------ 選定テキスト
これこそ自由&民主主義の国の地方自治体&議会のあり方だと思うので、ここに記して、しっかりチェックしておきたい!(・・)
ちなみに、県知事レベルで言えば、欠席すると明らかになっているのは4人だけだ。
沖縄の玉城デニー知事は「7月に安倍氏が他界した際に、既に県として弔意をあらわし、半旗も掲げた」として、国葬には出席しない意向を表明している。
静岡の川勝平太記事も、「7月に奈良市で開かれた全国知事会議に出席した際、他の知事と銃撃現場に赴き「哀悼の誠をささげてきた」「既に弔意を表しており、改めて参列はしないこととする」として、国葬には欠席するとのこと。
長野の阿部守一知事は、当日に御嶽山噴火の犠牲者(58人死亡)の追悼式が地元の王滝村で開かれる予定ゆえ、そちらに出席するために国葬は欠席するという。
また、先週になって宮崎県の河野俊嗣知事も、台風14号の被害への対応をするため、国葬に欠席すると表明した。
尚、自治体の首長が国葬に参列する時に、それを公務ととらえ、公費で出張するかどうかも問題になっている。
大半の首長は、公費を使うと答えているようだが。公費を使った場合、違憲の国葬への出張は違憲で不当な公務だとして、住民監査請求などが出される可能性がある。<既に公費支出の差止め要求などが出されている自治体もある。>
先週の段階で、国葬に反対する決議を行なっていた地方議会の記事も載せておこう!(++)
『安倍氏国葬中止・撤回を 地方議会の意見書相次ぐ「将来に禍根」
27日に実施される安倍晋三元首相の国葬を巡り、中止や撤回を求める意見書などを可決する地方議会が相次いでいる。首相経験者の国葬は1967年の吉田茂元首相以来だが、岸田文雄首相は安倍氏が亡くなったわずか6日後、国会審議を経ないまま国葬とする方針を表明した。国民の間では今なお賛否が割れており、地方からも疑義が噴出している形だ。
「国葬の実施は国会で決められるべきだ」「国民の賛否が拮抗(きっこう)し、将来に禍根を残しかねない」――。高知県大月町議会(定数10)は15日、安倍氏の国葬中止を求める意見書を全会一致(欠席1人と議長を除く8人)で可決した。町議会事務局によると、8人の党派別は自民3人、公明1人、共産1人、無所属3人。意見書は岸田首相や衆参両議長らに郵送した。
意見書案を共同提出した浦木秀雄町議(72)=共産=は取材に、「森友学園、加計学園、桜を見る会などの疑惑や、世界平和統一家庭連合(旧統一教会)と政治の関係が解明されていない」と国葬に反対する姿勢を示した上で「法的根拠が不明確なまま国葬が実施されると、時の政権の一方的な判断が通ることになってしまう」と危機感をあらわにした。
------------
------ 資料の抜粋
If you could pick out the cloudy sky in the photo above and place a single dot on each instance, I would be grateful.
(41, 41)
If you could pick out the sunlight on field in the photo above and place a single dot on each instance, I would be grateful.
------------
作業内容 —
a – 次の(i)〜(iii)の記述が国葬に関する文章の内容と一致するかどうかを判定してください。それぞれ「はい」か「いいえ」で答え、判断の根拠となる文章中の語句をそのまま引用してください。
(i) 長野の阿部守一知事は、御嶽山噴火の犠牲者の追悼式に出席するために国葬を欠席する。
(ii) 高知県大月町議会は、国葬中止を求める意見書を賛成多数で可決した。
(iii) 宮崎県の河野俊嗣知事は、台風の被害への対応を理由に国葬を欠席すると表明した。
b – 国葬に関する文章によると、首相経験者の国葬はいつの誰以来ですか。
c – 国葬に関する文章の最後の文の後から、その続きを書き継いでください。

各問の解答 —
a –
(i) はい。「当日に御嶽山噴火の犠牲者(58人死亡)の追悼式が地元の王滝村で開かれる予定ゆえ、そちらに出席するために国葬は欠席する」
(ii) いいえ。「全会一致(欠席1人と議長を除く8人)で可決した」
(iii) はい。「台風14号の被害への対応をするため、国葬に欠席すると表明した」

b – 1967年の吉田茂元首相以来です。

c –
鳥取県日南町議会(定数10)も8日、国葬中止を求める決議を全会一致(議長を除く9人)で可決。「明確な法的根拠がなく国民の賛否も二分されており、歴代首相の葬儀の実情を鑑みれば国葬を中止すべきだ」とする内容だ。
決議案を提出した古都(ふるいち)勝人町議(70)=無所属=は「町議たちから『国葬せんでもええ』という声が上がった。安倍元首相が選挙中に倒れたのは痛ましいが、皆に評価されることをやってきたわけではない」と批判する。総額16億6000万円程度とされる概算費用についても「日本はそういう状況ではないはず。田舎で水や山、田畑を守り、日本を支えてきた高齢者が2、3万円の出費に困っているのに」と疑問を投げかけた。
◇少なくとも12市町村議会が反対
毎日新聞の集計では、大月町や日南町を含め、東京都国立市、神奈川県鎌倉市、長野県大鹿村など少なくとも12市町村の議会が国葬中止や撤回を求める意見書や決議を可決している。
その他、国葬の根拠となる法整備を求める意見書(長野県伊那市議会)や国会での徹底審議や弔意を強要しないことを求める意見書(北海道日高町議会)なども可決されている。【野口由紀、宮川佐知子】(毎日新聞22年9月21日)』
上にも出て来た鎌倉市議会に関する記事を・・・。
『国葬撤回を求める意見書可決 鎌倉市議会「国家が評価強いることに」
神奈川県の鎌倉市議会は12日、安倍晋三元首相の国葬実施の撤回を求める意見書を賛成多数で可決した。意見書は、岸田文雄首相、衆参両院議長に宛てて郵送する。
意見書は竹田ゆかり議員(鎌倉かわせみクラブ)ら5人が提出。「国葬に明確な法的根拠がない以上、国葬を行うのであれば、国会で議論が尽くされるべきだ」と指摘し、「政府が安倍元首相の業績を一方的に高く評価したたえる儀式として国葬を国費で行うことは、国家が一方的な評価、価値観を国民に強いることになる」としている。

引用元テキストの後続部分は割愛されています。